Gespeicherte Datensätze

● ● ● ●

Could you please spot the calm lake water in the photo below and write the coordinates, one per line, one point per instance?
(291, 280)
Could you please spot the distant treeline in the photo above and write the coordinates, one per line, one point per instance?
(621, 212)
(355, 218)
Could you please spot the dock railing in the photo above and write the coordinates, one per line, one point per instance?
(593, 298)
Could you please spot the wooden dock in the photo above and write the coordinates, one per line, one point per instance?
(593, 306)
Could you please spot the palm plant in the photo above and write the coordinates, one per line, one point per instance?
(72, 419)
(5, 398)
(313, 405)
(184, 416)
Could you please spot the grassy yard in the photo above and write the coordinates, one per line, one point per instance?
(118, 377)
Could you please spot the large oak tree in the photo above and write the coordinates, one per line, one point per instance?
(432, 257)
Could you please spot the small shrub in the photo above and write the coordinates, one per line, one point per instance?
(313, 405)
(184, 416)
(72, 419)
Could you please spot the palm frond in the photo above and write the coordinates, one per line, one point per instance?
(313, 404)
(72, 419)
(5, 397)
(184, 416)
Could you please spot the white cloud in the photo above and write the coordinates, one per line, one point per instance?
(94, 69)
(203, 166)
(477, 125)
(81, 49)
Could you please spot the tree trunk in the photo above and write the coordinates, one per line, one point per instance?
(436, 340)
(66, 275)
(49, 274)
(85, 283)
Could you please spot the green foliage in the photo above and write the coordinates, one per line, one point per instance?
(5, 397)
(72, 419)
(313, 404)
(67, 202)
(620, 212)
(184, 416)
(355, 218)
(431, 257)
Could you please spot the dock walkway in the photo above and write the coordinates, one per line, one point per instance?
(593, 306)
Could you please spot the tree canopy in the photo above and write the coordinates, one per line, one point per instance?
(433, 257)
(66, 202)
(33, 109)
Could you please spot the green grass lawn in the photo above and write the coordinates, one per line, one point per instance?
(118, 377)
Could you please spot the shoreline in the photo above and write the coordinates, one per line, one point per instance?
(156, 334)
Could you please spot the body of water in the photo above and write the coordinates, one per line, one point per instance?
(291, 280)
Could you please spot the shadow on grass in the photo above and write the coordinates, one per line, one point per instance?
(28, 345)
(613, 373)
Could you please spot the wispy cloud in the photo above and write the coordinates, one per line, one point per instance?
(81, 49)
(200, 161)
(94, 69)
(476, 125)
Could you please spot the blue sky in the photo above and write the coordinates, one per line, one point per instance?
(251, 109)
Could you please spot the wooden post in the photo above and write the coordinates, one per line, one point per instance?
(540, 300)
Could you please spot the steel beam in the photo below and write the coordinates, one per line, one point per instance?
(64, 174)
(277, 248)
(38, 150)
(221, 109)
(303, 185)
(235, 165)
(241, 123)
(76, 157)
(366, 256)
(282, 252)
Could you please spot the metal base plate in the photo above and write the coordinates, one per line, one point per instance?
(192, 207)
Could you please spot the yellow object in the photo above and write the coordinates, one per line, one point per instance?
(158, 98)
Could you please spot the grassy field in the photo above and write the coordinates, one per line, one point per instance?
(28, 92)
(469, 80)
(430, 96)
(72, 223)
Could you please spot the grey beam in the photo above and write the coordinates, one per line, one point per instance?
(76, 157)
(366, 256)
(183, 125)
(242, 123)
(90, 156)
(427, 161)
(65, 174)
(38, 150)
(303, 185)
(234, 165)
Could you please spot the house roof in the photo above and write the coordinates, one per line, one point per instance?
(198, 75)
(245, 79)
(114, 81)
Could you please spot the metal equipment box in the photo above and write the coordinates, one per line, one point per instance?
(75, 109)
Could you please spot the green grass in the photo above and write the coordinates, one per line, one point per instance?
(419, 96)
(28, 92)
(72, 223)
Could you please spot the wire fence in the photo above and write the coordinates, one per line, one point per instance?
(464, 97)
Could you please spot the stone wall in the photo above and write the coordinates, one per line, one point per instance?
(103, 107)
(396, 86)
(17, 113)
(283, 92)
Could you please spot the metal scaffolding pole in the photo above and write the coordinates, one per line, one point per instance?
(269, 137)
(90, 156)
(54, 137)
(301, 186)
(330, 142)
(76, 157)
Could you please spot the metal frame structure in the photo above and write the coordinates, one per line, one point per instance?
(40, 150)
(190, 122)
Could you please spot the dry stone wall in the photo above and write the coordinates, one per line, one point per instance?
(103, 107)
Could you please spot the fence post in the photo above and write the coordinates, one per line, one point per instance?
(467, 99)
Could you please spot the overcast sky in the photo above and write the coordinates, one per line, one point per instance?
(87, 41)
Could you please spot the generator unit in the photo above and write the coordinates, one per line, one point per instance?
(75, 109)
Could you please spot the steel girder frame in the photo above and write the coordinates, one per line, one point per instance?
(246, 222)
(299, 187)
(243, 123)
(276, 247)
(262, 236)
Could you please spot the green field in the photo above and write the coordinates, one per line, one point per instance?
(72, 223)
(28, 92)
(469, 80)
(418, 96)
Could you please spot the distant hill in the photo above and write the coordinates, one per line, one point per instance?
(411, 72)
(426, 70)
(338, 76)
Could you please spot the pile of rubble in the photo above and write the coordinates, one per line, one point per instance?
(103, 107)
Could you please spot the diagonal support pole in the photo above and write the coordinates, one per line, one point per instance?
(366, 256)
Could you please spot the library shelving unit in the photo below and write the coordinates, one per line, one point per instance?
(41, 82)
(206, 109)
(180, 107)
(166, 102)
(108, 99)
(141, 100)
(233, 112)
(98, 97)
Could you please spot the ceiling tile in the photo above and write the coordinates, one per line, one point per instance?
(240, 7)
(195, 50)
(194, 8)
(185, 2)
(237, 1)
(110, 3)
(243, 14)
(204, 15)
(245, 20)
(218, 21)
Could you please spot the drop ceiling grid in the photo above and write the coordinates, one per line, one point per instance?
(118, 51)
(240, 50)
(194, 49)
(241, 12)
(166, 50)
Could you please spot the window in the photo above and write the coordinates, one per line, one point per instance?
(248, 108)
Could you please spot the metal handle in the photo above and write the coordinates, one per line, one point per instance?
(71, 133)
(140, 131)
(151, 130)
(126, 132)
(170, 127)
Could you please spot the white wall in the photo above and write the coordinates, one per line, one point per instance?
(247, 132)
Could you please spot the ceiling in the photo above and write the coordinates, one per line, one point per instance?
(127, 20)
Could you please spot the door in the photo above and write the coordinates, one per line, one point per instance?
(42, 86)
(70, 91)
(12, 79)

● ● ● ●

Deine Aufgabe:
Schreibe alle Zeilen oben Wort für Wort ab, ohne etwas zu ändern.

Deine Antwort:
Could you please spot the calm lake water in the photo below and write the coordinates, one per line, one point per instance?
(291, 280)
Could you please spot the distant treeline in the photo above and write the coordinates, one per line, one point per instance?
(621, 212)
(355, 218)
Could you please spot the dock railing in the photo above and write the coordinates, one per line, one point per instance?
(593, 298)
Could you please spot the wooden dock in the photo above and write the coordinates, one per line, one point per instance?
(593, 306)
Could you please spot the palm plant in the photo above and write the coordinates, one per line, one point per instance?
(72, 419)
(5, 398)
(313, 405)
(184, 416)
Could you please spot the grassy yard in the photo above and write the coordinates, one per line, one point per instance?
(118, 377)
Could you please spot the large oak tree in the photo above and write the coordinates, one per line, one point per instance?
(432, 257)
Could you please spot the small shrub in the photo above and write the coordinates, one per line, one point per instance?
(313, 405)
(184, 416)
(72, 419)
Could you please spot the palm frond in the photo above and write the coordinates, one per line, one point per instance?
(313, 404)
(72, 419)
(5, 397)
(184, 416)
Could you please spot the white cloud in the photo above and write the coordinates, one per line, one point per instance?
(94, 69)
(203, 166)
(477, 125)
(81, 49)
Could you please spot the tree trunk in the photo above and write the coordinates, one per line, one point per instance?
(436, 340)
(66, 275)
(49, 274)
(85, 283)
Could you please spot the green foliage in the photo above and write the coordinates, one per line, one point per instance?
(5, 397)
(72, 419)
(313, 404)
(67, 202)
(620, 212)
(184, 416)
(355, 218)
(431, 257)
Could you please spot the dock walkway in the photo above and write the coordinates, one per line, one point per instance?
(593, 306)
Could you please spot the tree canopy in the photo above and write the coordinates, one per line, one point per instance?
(433, 257)
(66, 202)
(33, 109)
Could you please spot the green grass lawn in the photo above and write the coordinates, one per line, one point per instance?
(118, 377)
Could you please spot the shoreline in the photo above and write the coordinates, one per line, one point per instance?
(156, 334)
Could you please spot the body of water in the photo above and write the coordinates, one per line, one point per instance?
(291, 280)
Could you please spot the shadow on grass in the photo above and write the coordinates, one per line, one point per instance?
(28, 345)
(613, 373)
Could you please spot the wispy cloud in the photo above and write the coordinates, one per line, one point per instance?
(81, 49)
(200, 161)
(94, 69)
(476, 125)
Could you please spot the blue sky in the photo above and write the coordinates, one per line, one point per instance?
(251, 109)
Could you please spot the wooden post in the photo above and write the coordinates, one per line, one point per instance?
(540, 300)
Could you please spot the steel beam in the photo below and write the coordinates, one per line, one point per instance?
(64, 174)
(277, 248)
(38, 150)
(221, 109)
(303, 185)
(235, 165)
(241, 123)
(76, 157)
(366, 256)
(282, 252)
Could you please spot the metal base plate in the photo above and write the coordinates, one per line, one point per instance?
(192, 207)
Could you please spot the yellow object in the photo above and write the coordinates, one per line, one point per instance?
(158, 98)
Could you please spot the grassy field in the photo above and write the coordinates, one per line, one point per instance?
(28, 92)
(469, 80)
(430, 96)
(72, 223)
Could you please spot the grey beam in the photo above and write the coordinates, one per line, one point per instance?
(76, 157)
(366, 256)
(183, 125)
(242, 123)
(90, 156)
(427, 161)
(65, 174)
(38, 150)
(303, 185)
(234, 165)
Could you please spot the house roof in the photo above and write the coordinates, one per line, one point per instance?
(198, 75)
(245, 79)
(114, 81)
Could you please spot the metal equipment box in the photo above and write the coordinates, one per line, one point per instance?
(75, 109)
Could you please spot the green grass in the photo above and write the coordinates, one per line, one point per instance?
(419, 96)
(28, 92)
(72, 223)
Could you please spot the wire fence in the photo above and write the coordinates, one per line, one point per instance?
(464, 97)
Could you please spot the stone wall in the photo above and write the coordinates, one per line, one point per instance?
(103, 107)
(396, 86)
(17, 113)
(283, 92)
Could you please spot the metal scaffolding pole in the photo above and write the coordinates, one per line, one point per instance?
(269, 137)
(90, 156)
(54, 137)
(301, 186)
(330, 142)
(76, 157)
Could you please spot the metal frame structure in the photo above and write the coordinates, one per line, one point per instance?
(40, 150)
(190, 122)
Could you please spot the dry stone wall in the photo above and write the coordinates, one per line, one point per instance?
(103, 107)
Could you please spot the fence post in the photo above and write the coordinates, one per line, one point per instance?
(467, 99)
Could you please spot the overcast sky in the photo above and write the coordinates, one per line, one point per instance?
(87, 41)
Could you please spot the generator unit in the photo above and write the coordinates, one per line, one point per instance?
(75, 109)
Could you please spot the steel girder frame in the photo above and write the coordinates, one per line, one point per instance?
(246, 222)
(299, 187)
(243, 123)
(276, 247)
(262, 236)
Could you please spot the green field in the photo above and write the coordinates, one per line, one point per instance?
(72, 223)
(28, 92)
(469, 80)
(418, 96)
Could you please spot the distant hill in the photo above and write the coordinates, one per line, one point per instance?
(411, 72)
(426, 70)
(338, 76)
Could you please spot the pile of rubble in the photo above and write the coordinates, one per line, one point per instance?
(103, 107)
Could you please spot the diagonal support pole in the photo above and write the coordinates, one per line, one point per instance?
(366, 256)
Could you please spot the library shelving unit in the photo below and write the coordinates, one per line, one point per instance?
(41, 82)
(206, 109)
(180, 107)
(166, 102)
(108, 99)
(141, 100)
(233, 112)
(98, 97)
Could you please spot the ceiling tile in the photo above and write the coordinates, one per line, one point per instance?
(240, 7)
(195, 50)
(194, 8)
(185, 2)
(237, 1)
(110, 3)
(243, 14)
(204, 15)
(245, 20)
(218, 21)
Could you please spot the drop ceiling grid in the photo above and write the coordinates, one per line, one point per instance?
(118, 51)
(240, 50)
(194, 49)
(241, 12)
(166, 50)
Could you please spot the window in the photo above and write the coordinates, one per line, one point per instance?
(248, 108)
Could you please spot the metal handle in the photo above and write the coordinates, one per line, one point per instance?
(71, 133)
(140, 131)
(151, 130)
(126, 132)
(170, 127)
Could you please spot the white wall in the photo above and write the coordinates, one per line, one point per instance?
(247, 132)
Could you please spot the ceiling in the photo above and write the coordinates, one per line, one point per instance?
(127, 20)
Could you please spot the door in the photo above and write the coordinates, one per line, one point per instance?
(42, 86)
(70, 91)
(12, 79)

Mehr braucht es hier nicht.